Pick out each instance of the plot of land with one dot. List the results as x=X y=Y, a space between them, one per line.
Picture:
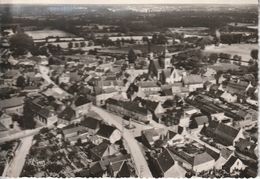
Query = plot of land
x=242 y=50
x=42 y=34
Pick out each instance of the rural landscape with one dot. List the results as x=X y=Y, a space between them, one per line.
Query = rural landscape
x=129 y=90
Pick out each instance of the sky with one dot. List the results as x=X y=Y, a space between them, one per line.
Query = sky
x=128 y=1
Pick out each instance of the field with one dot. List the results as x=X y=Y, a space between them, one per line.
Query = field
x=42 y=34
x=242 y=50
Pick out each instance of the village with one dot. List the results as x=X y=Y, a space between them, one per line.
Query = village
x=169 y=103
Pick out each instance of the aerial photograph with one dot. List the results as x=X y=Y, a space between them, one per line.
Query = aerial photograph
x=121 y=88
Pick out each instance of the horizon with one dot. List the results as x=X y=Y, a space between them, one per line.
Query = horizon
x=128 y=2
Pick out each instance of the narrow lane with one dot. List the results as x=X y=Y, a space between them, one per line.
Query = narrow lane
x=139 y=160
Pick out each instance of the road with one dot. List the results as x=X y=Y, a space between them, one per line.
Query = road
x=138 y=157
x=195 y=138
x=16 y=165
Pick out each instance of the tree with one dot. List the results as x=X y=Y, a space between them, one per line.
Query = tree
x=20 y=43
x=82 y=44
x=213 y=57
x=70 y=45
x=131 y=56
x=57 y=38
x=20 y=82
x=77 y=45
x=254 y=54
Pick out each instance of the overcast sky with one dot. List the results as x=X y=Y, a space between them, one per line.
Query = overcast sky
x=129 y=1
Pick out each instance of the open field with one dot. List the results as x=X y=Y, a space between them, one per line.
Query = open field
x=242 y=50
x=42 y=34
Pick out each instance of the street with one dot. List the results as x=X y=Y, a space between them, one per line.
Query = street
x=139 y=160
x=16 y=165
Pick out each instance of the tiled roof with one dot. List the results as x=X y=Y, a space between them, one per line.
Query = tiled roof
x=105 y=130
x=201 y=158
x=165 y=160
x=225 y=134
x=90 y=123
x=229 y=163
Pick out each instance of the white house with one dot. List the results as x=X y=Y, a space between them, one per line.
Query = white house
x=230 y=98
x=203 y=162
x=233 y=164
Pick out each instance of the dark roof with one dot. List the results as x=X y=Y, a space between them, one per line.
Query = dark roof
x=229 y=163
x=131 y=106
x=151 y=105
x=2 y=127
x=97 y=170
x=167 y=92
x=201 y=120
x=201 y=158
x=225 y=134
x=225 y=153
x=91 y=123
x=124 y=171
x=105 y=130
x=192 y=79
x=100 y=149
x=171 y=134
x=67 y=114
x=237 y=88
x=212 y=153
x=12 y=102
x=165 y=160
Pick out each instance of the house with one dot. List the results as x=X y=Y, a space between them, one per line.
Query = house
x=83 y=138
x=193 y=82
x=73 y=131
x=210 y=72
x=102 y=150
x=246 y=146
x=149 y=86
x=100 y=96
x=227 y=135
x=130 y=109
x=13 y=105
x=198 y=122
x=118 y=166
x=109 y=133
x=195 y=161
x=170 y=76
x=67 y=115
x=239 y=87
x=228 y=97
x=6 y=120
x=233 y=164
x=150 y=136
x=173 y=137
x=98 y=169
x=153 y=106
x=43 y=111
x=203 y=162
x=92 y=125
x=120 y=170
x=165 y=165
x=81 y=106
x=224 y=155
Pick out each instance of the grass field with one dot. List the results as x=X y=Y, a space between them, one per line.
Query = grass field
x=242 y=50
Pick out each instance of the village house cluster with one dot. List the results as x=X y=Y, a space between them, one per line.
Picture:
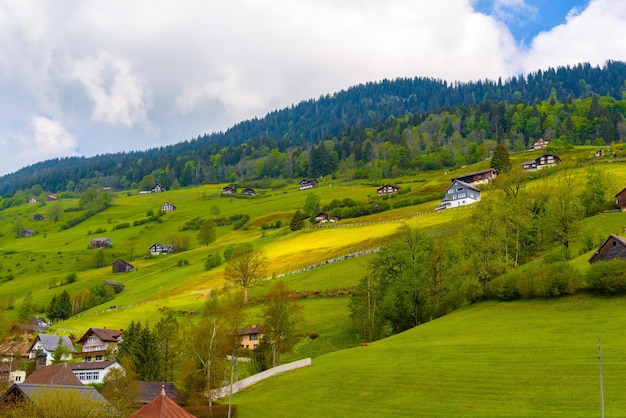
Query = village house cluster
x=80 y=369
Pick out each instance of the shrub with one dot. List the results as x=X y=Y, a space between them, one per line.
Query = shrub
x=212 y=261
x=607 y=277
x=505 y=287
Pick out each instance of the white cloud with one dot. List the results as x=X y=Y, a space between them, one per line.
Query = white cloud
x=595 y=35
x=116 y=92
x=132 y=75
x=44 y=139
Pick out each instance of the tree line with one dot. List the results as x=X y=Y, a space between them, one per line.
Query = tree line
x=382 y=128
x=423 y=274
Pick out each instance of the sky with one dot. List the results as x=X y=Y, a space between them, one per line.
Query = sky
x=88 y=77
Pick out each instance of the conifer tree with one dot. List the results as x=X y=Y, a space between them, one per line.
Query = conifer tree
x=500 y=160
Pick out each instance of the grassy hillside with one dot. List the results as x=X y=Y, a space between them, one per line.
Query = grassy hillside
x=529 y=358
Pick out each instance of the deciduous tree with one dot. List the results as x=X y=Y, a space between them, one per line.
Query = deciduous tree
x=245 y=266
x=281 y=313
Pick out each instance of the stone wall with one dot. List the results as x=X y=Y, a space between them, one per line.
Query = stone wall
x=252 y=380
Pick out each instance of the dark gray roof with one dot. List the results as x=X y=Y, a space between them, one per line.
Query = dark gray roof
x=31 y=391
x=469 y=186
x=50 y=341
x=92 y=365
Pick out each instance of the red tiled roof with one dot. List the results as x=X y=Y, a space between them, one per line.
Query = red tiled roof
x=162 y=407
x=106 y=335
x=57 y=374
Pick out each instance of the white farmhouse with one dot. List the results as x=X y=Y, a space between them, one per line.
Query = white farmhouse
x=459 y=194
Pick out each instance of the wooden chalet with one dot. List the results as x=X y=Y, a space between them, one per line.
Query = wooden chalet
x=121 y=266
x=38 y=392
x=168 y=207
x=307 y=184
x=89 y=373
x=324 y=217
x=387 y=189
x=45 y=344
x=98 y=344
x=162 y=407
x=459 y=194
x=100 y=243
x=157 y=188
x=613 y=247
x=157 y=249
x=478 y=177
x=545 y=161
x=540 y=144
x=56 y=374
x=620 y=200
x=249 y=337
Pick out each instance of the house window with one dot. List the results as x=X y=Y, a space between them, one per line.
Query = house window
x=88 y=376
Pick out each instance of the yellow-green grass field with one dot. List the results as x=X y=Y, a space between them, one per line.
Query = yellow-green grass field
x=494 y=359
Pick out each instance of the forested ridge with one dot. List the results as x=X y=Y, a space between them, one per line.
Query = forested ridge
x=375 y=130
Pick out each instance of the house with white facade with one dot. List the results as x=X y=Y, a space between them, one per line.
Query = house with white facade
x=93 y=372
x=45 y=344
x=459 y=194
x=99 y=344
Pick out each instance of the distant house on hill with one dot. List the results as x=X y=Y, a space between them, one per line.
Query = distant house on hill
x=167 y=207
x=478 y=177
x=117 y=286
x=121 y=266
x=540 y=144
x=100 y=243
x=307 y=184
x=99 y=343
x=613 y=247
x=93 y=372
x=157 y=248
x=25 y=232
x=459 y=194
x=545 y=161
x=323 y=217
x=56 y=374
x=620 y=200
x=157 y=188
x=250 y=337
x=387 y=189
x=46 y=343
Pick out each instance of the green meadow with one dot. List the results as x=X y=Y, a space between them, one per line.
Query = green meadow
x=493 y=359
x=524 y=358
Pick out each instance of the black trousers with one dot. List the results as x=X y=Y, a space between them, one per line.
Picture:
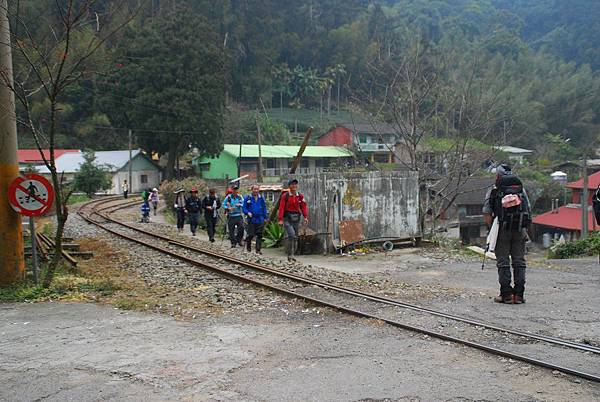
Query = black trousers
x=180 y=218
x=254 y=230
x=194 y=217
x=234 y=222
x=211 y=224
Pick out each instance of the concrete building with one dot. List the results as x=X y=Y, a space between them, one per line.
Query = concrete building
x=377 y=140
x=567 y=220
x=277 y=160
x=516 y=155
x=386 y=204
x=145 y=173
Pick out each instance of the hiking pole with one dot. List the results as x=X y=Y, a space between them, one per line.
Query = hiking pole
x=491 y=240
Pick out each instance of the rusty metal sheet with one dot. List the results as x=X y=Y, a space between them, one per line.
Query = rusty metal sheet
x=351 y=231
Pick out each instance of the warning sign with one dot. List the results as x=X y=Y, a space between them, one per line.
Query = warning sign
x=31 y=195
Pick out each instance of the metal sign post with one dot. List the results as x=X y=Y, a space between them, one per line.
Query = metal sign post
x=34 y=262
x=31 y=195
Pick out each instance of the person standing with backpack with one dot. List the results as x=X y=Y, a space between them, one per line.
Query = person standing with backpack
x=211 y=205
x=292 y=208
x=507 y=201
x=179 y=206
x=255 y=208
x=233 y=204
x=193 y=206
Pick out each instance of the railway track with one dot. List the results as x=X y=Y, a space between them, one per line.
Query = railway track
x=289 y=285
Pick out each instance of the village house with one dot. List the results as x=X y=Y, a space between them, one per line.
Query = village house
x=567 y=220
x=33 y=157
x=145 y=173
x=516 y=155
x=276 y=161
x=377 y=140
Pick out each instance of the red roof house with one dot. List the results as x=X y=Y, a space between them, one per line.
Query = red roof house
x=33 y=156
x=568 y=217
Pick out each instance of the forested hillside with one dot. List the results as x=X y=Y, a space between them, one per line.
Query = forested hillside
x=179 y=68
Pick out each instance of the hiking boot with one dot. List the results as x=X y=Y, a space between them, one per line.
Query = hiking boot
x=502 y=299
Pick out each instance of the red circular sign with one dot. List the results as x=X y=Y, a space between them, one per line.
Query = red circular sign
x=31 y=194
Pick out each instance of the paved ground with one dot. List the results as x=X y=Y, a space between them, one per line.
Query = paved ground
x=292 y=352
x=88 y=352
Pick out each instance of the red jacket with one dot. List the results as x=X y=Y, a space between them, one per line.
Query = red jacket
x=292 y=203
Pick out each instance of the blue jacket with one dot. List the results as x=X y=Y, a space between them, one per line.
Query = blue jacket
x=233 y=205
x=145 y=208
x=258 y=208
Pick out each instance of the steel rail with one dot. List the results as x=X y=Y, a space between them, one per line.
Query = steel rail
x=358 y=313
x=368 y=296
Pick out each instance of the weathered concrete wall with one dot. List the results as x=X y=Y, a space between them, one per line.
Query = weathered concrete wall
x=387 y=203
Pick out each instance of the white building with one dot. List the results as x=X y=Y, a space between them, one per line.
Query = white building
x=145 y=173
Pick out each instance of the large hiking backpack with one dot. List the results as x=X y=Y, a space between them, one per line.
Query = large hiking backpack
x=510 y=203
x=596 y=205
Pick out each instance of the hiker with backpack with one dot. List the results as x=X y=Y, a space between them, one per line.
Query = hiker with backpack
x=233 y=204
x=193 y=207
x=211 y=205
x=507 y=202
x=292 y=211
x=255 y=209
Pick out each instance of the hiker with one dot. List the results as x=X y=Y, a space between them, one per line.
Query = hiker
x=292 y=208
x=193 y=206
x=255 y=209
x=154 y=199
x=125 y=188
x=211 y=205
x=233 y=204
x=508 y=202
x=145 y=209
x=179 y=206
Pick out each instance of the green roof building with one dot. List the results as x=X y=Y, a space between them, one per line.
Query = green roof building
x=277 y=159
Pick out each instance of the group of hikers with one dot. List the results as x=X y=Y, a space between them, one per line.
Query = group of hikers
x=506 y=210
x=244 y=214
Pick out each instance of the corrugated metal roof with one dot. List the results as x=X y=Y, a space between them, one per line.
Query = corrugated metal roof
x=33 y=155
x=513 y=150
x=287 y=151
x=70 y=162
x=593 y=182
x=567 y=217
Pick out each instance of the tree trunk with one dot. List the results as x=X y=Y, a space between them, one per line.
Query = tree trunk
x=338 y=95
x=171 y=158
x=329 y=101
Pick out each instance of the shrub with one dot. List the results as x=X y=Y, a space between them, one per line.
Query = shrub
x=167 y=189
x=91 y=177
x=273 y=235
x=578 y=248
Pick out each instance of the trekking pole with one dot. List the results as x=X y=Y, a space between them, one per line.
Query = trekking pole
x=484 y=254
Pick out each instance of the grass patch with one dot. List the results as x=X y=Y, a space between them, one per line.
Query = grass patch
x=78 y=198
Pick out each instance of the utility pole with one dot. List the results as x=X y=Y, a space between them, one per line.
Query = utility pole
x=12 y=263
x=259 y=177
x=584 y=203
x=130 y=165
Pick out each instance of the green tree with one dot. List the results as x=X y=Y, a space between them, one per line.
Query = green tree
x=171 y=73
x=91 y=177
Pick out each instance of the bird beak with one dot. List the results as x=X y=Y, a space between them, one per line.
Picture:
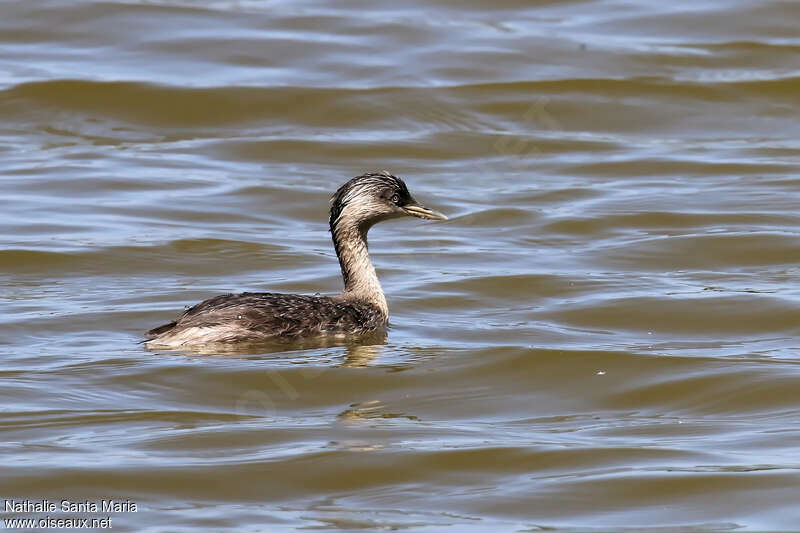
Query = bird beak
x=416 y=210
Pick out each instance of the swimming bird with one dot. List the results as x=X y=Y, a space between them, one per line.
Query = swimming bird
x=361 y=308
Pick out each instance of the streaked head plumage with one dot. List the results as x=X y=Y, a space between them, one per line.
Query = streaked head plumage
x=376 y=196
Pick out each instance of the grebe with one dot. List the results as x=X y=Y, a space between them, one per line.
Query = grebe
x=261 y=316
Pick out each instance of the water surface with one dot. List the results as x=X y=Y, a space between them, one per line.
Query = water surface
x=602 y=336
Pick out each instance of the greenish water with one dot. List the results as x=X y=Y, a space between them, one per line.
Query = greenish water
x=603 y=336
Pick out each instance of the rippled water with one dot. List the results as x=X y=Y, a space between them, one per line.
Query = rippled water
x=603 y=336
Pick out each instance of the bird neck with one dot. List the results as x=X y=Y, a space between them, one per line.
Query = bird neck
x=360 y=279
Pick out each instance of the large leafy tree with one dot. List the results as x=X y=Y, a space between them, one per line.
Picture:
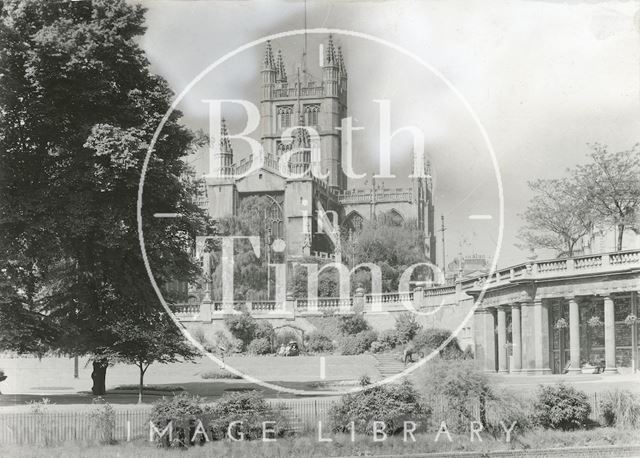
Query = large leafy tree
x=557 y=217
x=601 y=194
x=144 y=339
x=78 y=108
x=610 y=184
-- -- --
■ WORK REQUIRED ■
Copy only the lines running from the one that holds "Pick out each instance of the utility" through the last line of the data, and include both of those lines. Do not copy any pictures.

■ SOLUTION TO THIS PROBLEM ■
Pick out each instance of the utility pole with one dot. List the results as x=X y=Y, a space between them, one per line.
Query = utility pole
x=12 y=263
x=259 y=177
x=584 y=203
x=130 y=165
Pick out each instance of the green tree with one dot. List the results as x=X y=Y, a space between them, one per line.
Query = green tree
x=171 y=73
x=91 y=177
Pick out each instance of the bird beak with one dot. List the results as x=X y=Y, a space between them, one per line.
Picture:
Query = bird beak
x=416 y=210
Pick out each instance of the swimming bird with one dot. List the results as x=X y=Y, a space between them, one per line.
Query = swimming bird
x=361 y=308
Pick out each instance of the streaked head plumage with one dot. List the results as x=X y=Y, a space between them, one per line.
Query = streaked head plumage
x=376 y=196
Pick out each instance of the grebe with one dot. List the results as x=X y=Y, a space between them, one per line.
Query = grebe
x=261 y=316
Pick out each instance of the water surface with one dot. List the results as x=X y=Y, a space between them, one per line.
Query = water surface
x=602 y=336
Pick out each instance of the greenish water with one dot. List the results as x=X y=Y, a space between them, one per line.
Query = greenish water
x=603 y=336
Pick out each instance of the rippled water with one dot. List the results as x=X y=Y, a space between them, one per line.
Query = rippled water
x=603 y=336
Pick out each instance of the bird neck with one dot. List the results as x=X y=Y, a space between them, one per line.
Query = bird neck
x=360 y=279
Pick out each instance of the large leafy tree with one dot. List the results as x=X y=Y, a space between them, one per line.
Picture:
Query = large leafy tree
x=557 y=217
x=601 y=194
x=144 y=339
x=78 y=108
x=610 y=184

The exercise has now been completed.